TASK DATA Start Marker

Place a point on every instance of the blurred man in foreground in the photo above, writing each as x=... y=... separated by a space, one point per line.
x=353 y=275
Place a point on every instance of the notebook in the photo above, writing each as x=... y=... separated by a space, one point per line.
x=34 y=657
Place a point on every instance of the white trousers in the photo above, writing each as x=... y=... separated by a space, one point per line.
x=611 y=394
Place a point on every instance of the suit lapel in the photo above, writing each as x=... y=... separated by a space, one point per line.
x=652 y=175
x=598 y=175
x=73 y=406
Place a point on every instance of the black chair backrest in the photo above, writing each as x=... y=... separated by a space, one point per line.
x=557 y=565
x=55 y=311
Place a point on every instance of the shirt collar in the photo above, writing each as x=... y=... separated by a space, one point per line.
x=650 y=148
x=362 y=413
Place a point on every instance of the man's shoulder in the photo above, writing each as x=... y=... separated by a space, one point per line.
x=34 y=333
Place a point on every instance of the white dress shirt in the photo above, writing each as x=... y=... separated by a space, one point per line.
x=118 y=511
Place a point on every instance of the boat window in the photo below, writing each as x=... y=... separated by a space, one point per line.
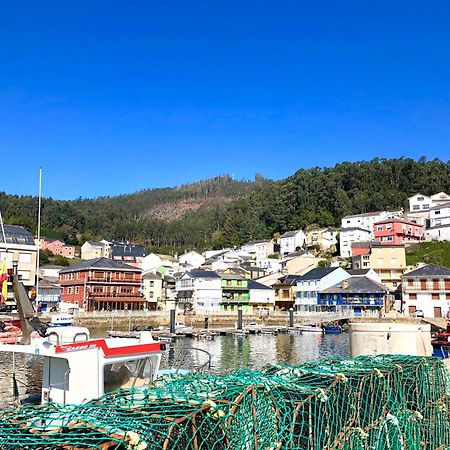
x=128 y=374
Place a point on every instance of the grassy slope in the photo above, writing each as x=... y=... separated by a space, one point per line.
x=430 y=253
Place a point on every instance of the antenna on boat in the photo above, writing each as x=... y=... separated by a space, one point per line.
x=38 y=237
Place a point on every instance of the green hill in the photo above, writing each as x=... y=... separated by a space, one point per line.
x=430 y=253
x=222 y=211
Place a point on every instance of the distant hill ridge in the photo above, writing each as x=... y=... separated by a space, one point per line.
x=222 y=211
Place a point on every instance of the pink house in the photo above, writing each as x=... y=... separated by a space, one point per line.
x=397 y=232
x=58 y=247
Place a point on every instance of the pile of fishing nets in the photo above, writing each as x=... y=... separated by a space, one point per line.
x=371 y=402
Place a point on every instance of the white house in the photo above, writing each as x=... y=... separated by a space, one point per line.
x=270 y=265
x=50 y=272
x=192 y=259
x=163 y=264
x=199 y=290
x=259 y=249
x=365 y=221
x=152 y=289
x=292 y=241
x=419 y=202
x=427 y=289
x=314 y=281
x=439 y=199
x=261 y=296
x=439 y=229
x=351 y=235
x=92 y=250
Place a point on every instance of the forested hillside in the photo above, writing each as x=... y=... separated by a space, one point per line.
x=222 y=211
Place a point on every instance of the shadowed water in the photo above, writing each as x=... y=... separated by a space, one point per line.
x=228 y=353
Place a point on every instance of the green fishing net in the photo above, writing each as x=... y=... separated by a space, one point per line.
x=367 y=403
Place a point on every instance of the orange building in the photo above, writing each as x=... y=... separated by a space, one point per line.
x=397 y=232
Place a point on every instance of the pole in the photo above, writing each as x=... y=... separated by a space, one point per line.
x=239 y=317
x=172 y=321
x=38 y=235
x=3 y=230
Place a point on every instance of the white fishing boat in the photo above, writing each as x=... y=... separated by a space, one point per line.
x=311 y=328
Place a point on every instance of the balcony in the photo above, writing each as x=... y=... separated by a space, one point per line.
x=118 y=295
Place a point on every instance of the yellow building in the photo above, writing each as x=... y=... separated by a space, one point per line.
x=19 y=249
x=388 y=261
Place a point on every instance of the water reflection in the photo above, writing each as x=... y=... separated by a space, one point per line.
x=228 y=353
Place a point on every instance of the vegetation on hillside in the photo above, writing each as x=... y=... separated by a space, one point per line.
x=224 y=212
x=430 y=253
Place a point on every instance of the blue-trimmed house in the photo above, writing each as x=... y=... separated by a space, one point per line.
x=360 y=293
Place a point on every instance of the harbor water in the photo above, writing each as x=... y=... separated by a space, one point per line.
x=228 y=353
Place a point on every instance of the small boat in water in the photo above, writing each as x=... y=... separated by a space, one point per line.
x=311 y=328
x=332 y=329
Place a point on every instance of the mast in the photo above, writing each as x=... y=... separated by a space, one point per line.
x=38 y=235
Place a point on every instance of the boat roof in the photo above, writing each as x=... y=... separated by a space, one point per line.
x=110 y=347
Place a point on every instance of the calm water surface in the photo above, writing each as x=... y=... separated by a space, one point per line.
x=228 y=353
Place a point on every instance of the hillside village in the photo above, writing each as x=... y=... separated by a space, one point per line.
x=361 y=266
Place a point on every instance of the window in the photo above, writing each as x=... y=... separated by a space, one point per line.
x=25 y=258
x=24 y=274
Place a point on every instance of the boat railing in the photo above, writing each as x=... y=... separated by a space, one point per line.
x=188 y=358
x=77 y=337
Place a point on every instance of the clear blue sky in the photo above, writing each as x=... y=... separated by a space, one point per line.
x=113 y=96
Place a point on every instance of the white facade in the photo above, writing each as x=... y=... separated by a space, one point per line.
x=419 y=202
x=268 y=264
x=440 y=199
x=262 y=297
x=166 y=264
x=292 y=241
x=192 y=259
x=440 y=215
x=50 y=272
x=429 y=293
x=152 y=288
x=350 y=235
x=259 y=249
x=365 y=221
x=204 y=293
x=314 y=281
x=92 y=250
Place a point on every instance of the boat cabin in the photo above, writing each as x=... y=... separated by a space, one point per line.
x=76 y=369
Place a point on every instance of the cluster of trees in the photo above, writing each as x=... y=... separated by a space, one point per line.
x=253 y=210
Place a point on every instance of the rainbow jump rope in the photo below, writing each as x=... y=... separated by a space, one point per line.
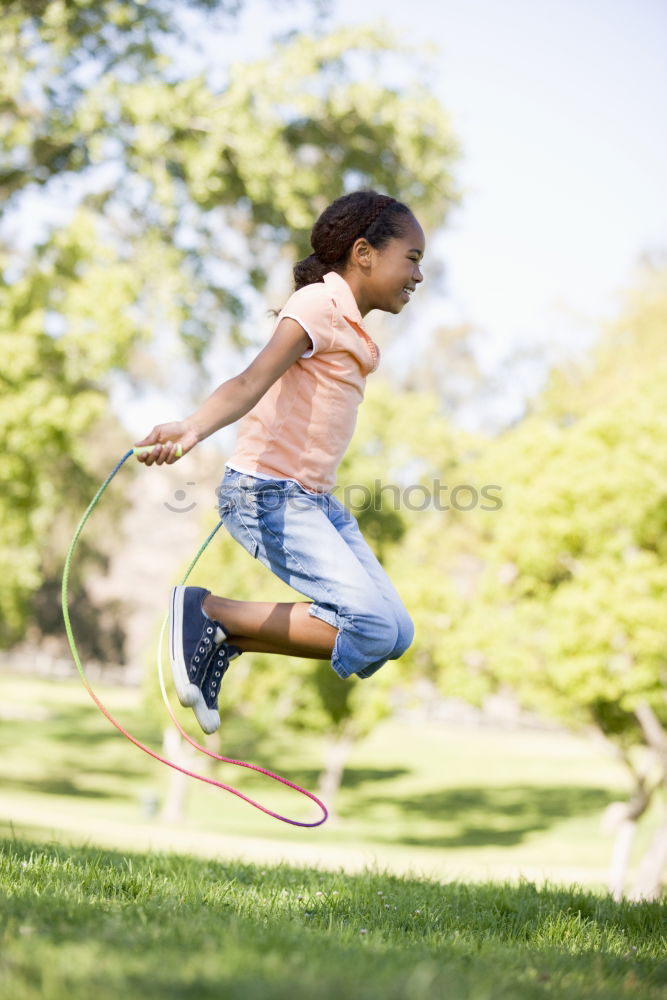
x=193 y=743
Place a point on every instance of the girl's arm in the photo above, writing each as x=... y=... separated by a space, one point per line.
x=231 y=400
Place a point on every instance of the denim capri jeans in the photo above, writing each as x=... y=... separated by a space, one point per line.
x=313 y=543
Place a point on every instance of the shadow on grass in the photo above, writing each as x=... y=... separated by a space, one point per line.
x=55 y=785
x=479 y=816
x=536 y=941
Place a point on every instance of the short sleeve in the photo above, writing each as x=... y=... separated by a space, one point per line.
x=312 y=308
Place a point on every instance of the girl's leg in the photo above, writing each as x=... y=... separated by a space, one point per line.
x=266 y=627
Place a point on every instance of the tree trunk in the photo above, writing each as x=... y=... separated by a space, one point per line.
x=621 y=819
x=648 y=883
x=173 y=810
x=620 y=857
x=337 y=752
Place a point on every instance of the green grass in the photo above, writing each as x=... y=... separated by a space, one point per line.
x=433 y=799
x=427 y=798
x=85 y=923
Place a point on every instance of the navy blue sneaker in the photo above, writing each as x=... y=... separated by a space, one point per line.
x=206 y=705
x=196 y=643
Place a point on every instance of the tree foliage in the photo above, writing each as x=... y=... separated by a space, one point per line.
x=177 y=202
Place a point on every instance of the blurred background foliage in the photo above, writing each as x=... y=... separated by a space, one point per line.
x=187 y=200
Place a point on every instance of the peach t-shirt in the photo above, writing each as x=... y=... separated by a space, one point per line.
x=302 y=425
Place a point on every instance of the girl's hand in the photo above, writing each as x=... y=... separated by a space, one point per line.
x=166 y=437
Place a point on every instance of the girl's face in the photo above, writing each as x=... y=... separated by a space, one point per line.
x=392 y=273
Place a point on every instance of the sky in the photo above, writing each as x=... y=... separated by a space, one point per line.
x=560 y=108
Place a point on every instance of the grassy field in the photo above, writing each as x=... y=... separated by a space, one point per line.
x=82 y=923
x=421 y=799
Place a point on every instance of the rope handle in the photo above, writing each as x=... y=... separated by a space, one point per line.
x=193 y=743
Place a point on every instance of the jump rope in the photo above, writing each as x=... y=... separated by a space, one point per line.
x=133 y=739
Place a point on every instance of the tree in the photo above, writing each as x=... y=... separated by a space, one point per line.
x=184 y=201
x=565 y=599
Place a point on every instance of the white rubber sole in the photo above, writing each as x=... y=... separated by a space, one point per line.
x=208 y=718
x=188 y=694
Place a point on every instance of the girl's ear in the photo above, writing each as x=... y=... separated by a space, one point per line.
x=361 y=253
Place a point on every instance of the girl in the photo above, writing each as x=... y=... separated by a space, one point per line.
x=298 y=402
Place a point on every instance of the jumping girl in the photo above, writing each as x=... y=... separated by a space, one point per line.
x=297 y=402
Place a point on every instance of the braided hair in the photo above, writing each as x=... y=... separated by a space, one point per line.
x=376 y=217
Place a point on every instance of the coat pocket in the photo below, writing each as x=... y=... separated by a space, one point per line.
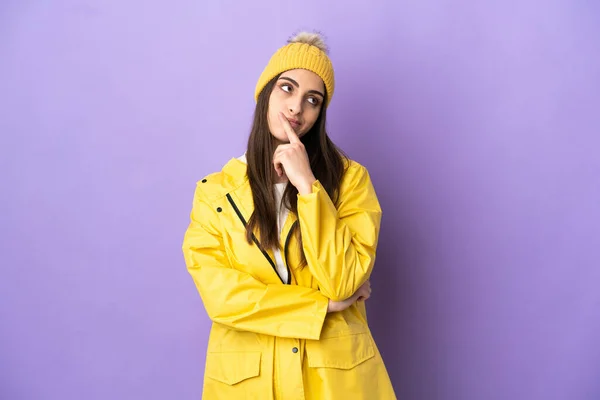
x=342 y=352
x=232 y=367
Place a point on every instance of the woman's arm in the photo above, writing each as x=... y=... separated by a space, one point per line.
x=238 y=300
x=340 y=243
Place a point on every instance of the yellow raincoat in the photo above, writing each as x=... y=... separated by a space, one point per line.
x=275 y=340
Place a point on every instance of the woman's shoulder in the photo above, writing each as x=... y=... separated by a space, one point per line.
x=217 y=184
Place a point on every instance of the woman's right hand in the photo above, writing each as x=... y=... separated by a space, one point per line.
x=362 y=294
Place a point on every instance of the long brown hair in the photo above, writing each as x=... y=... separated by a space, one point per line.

TASK DATA End Marker

ACTIVITY: The line containing "Place a point on every instance of the woman's shoulder" opens the range, and the last line of the entries closes it; copy that range exactly.

RESULT:
Place a point on every instance of the woman's shoulder in the photo above, writing each as x=... y=... separated by a space, one point per line.
x=217 y=184
Place a point on every instance of the woman's right hand in the photo above, writing each as x=... y=... separated by a space, one point per line.
x=362 y=294
Place a point on every instance of the long brown hair in the photo above, writing each as x=... y=... separated by a space, one point per line.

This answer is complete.